Women Win Partial Cert. In Goldman Bias Suit

Law360 Dave Simpson
March 30, 2018

After a federal magistrate judge recommended denying their bid, a New York federal judge Friday partially granted certification to female associates and executives accusing Goldman Sachs of systematic gender bias, denying certification for claims predicated on their boys’ club ” theory.

U.S. Magistrate Judge James C. Francis had recommended in March 2015  that the class not be certified because the plaintiffs failed to refute Goldman’s argument that injury causation was a highly individualized process, but on Friday U.S. District Judge Analisa Torres found that, for several of the claims, individual causation issues would not predominate over class-wide issues.

If plaintiffs’ statistical evidence makes out a prima facie claim of disparate impact, defendants are tasked not with rebutting the causal link between the challenged processes and every single class member’s claim, but rather, establishing that the challenged processes were a business necessity, ” Judge Torres said, refuting Judge Francis’ recommendation. This is an issue capable of generalized proof. ”
---+---
--- Short task 1 ---
From the article on the Goldman Sachs gender bias suit, pull out word for word the part that opens with the words containing "Law360 Dave Simpson" and closes with "over class-wide issues.".
--- Short task 2 ---
In the article on the Goldman Sachs gender bias suit, when did Magistrate Judge James C. Francis recommend that the class not be certified?
--- Short task 3 ---
Write what comes next in the article on the Goldman Sachs gender bias suit, starting after its last sentence.
The material that comes next is separate from the article on the Goldman Sachs gender bias suit.
---+---
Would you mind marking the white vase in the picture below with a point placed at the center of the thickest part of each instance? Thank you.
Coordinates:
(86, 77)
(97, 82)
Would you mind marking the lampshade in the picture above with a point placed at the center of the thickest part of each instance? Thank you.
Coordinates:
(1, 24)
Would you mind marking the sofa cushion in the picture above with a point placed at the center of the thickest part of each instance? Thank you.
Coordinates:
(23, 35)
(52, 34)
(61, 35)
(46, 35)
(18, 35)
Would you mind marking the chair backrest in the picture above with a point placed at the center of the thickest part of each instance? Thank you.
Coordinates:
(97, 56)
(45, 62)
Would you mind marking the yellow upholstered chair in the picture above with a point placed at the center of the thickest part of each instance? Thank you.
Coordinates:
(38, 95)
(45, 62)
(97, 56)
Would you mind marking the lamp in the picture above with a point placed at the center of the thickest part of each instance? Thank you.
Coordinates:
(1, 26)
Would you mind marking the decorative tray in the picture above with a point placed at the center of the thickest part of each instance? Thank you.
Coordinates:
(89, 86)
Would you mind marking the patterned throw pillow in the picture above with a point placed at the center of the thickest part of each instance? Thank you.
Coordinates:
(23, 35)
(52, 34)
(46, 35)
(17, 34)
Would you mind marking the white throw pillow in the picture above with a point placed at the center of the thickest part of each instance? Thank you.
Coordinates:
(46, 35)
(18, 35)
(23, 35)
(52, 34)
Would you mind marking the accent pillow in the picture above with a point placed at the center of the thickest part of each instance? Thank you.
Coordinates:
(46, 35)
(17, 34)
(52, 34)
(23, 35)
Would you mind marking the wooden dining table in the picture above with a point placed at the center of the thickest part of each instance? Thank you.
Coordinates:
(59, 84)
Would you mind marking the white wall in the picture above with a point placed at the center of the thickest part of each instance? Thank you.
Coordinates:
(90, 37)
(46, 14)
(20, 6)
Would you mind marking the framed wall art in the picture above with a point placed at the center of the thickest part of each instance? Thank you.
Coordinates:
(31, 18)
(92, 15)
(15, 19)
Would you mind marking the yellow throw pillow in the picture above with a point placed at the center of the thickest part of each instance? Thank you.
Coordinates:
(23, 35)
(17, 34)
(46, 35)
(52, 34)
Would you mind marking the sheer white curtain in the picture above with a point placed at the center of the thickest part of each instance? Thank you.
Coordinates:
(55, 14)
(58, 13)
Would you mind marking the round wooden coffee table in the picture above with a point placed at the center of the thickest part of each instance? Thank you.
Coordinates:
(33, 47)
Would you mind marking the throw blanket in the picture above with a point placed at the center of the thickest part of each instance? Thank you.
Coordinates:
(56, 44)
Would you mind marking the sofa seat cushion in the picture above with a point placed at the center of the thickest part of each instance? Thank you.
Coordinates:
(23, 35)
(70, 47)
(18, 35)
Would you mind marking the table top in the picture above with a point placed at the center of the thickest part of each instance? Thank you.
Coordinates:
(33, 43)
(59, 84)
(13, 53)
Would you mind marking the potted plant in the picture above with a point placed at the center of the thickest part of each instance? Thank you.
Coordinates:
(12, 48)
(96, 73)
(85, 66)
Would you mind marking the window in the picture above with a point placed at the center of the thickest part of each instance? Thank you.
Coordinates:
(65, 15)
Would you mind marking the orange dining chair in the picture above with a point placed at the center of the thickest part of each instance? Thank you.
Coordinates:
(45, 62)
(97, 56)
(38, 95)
---+---
--- Written answer 1 ---
Law360 Dave Simpson
March 30, 2018

After a federal magistrate judge recommended denying their bid, a New York federal judge Friday partially granted certification to female associates and executives accusing Goldman Sachs of systematic gender bias, denying certification for claims predicated on their boys’ club ” theory.

U.S. Magistrate Judge James C. Francis had recommended in March 2015  that the class not be certified because the plaintiffs failed to refute Goldman’s argument that injury causation was a highly individualized process, but on Friday U.S. District Judge Analisa Torres found that, for several of the claims, individual causation issues would not predominate over class-wide issues.

--- Written answer 2 ---
March 2015

--- Written answer 3 ---
Initially filed in 2010, the suit claimed that Goldman Sachs systematically disfavored female employees and denied them both equal compensation and equal opportunities for advancement in violation of Title VII and the New York law.

As part of their suit, the plaintiffs alleged that Goldman’s two main evaluation metrics, called 360 review and quartiling, seem gender-neutral at first glance but that women score worse than men on both.

The women also alleged that Goldman Sachs intentionally adopted those policies in order to disadvantage women, and that a corporate culture ” of bias favoring men existed at the firm that fostered a pattern of discrimination.

The plaintiffs moved in May 2014 to certify a class of all-female associates and vice presidents who have worked in Goldman Sachs’ investment banking, investment management or securities divisions from Sept. 10, 2004, to the present, and in New York City from July 7, 2002, to the present. The class would potentially include about 1,800 members, according to court documents.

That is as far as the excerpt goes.